# [EXERCISE AIM]
From the data that follows, copy every line with the string "tree".

# [Records drawn from a dataset]

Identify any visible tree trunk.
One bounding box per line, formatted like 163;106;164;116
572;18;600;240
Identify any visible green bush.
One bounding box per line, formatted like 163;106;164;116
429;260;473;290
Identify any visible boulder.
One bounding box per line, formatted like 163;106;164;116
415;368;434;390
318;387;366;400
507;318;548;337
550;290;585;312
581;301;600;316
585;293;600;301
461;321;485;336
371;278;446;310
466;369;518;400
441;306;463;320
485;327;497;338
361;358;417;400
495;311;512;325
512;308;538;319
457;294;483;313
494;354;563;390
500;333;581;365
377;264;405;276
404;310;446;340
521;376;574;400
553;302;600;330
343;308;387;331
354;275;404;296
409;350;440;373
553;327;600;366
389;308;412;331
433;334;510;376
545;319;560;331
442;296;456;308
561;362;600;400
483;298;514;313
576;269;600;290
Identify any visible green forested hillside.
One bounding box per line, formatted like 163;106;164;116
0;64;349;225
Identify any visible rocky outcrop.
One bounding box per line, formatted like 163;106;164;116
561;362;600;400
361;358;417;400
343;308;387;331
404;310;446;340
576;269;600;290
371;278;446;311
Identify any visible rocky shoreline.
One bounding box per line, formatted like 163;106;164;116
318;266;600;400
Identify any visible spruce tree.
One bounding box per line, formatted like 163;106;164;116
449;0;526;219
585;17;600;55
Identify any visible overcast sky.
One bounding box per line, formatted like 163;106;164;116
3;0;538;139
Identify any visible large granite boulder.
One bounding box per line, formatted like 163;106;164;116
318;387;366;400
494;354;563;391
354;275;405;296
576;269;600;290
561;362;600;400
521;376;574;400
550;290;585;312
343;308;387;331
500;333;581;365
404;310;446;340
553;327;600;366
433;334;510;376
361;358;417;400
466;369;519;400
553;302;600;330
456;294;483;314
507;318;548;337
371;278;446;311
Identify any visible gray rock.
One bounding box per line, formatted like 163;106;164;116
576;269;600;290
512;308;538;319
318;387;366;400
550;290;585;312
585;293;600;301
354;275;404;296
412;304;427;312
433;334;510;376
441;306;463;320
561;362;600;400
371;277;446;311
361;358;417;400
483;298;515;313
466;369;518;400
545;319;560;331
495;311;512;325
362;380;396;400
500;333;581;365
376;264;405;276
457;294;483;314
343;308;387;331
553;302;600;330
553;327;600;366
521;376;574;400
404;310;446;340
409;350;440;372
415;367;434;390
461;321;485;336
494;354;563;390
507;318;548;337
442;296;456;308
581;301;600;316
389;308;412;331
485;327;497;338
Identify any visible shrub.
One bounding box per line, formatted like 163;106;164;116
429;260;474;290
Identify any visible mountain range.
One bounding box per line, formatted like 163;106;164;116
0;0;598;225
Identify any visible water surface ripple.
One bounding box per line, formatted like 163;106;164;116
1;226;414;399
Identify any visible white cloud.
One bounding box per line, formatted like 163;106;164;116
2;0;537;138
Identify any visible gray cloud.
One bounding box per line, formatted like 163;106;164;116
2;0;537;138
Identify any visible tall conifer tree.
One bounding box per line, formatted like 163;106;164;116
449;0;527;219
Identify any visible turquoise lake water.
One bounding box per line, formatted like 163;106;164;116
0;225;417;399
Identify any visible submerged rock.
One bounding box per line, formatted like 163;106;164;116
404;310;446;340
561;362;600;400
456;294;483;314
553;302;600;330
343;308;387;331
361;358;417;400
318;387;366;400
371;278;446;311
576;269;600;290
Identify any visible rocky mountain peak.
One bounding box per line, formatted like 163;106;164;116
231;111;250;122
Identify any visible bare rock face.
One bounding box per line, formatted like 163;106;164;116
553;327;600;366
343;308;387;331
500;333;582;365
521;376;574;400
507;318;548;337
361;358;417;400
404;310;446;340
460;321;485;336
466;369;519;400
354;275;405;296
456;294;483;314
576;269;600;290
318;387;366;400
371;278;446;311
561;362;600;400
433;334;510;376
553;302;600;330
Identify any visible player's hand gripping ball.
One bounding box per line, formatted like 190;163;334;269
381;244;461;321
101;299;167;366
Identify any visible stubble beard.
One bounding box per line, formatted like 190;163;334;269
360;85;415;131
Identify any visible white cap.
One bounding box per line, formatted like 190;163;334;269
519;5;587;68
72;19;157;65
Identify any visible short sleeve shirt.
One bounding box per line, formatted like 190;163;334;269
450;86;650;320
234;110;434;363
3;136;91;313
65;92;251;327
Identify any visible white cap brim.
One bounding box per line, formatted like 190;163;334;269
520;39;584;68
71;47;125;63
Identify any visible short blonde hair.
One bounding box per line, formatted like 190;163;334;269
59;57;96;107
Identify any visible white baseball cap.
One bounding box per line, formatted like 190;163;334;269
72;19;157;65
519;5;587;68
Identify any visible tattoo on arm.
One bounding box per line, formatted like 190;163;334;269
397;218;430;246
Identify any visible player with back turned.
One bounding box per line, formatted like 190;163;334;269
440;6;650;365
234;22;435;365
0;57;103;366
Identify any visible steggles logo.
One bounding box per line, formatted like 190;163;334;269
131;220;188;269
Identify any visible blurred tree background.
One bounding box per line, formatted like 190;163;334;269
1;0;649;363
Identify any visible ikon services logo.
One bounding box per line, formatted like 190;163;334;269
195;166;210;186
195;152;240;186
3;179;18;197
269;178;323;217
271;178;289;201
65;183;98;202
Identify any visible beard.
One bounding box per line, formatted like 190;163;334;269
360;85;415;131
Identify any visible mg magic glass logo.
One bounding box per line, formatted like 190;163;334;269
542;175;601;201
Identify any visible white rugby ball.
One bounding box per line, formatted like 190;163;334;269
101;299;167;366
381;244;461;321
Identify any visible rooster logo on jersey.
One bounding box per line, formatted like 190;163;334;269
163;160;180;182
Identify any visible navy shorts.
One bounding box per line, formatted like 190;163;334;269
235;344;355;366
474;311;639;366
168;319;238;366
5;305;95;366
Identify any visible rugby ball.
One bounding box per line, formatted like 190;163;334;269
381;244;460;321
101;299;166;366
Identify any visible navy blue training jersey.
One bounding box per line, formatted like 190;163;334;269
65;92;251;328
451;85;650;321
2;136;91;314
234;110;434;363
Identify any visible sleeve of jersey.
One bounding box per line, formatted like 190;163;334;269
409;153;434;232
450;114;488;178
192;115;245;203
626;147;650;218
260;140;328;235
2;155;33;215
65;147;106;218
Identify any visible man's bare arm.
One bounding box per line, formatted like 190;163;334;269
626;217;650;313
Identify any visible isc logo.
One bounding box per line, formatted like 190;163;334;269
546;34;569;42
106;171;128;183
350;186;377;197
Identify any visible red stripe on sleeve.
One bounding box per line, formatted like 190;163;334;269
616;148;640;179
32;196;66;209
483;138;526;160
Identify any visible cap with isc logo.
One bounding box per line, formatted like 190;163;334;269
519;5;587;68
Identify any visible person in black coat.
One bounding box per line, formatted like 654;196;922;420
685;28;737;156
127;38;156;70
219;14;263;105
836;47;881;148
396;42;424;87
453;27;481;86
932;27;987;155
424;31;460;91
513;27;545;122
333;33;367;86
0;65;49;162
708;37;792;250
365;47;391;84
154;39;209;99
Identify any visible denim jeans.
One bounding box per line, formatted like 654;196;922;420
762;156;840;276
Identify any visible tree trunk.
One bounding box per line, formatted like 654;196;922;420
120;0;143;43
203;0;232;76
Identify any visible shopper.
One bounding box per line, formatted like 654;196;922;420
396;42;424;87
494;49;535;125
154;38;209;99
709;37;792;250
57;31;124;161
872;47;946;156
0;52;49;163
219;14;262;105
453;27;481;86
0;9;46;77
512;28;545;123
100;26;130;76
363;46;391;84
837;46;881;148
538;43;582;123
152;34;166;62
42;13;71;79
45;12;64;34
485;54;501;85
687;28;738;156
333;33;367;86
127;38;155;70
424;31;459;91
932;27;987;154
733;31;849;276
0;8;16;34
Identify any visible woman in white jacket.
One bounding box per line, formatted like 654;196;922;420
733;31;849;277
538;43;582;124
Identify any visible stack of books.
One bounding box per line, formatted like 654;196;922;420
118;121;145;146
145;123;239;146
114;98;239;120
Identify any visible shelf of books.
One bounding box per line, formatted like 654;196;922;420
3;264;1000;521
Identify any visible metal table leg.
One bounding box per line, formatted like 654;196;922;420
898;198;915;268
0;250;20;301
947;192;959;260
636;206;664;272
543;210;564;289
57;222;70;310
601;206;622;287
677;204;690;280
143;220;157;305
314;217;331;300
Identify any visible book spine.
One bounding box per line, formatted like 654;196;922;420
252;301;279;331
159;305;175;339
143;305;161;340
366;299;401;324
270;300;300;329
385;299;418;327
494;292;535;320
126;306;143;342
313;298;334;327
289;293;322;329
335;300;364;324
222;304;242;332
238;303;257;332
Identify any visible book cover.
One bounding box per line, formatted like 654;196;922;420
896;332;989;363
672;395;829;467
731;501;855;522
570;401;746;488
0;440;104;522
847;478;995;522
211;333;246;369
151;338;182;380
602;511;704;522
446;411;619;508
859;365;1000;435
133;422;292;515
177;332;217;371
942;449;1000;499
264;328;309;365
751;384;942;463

# [SOLUTION FOR THIS PROBLEM]
Identify any visible tree trunk.
Identify any visible spruce tree.
Identify any visible tall conifer tree.
Identify any visible blurred tree background.
Identify any visible tree trunk.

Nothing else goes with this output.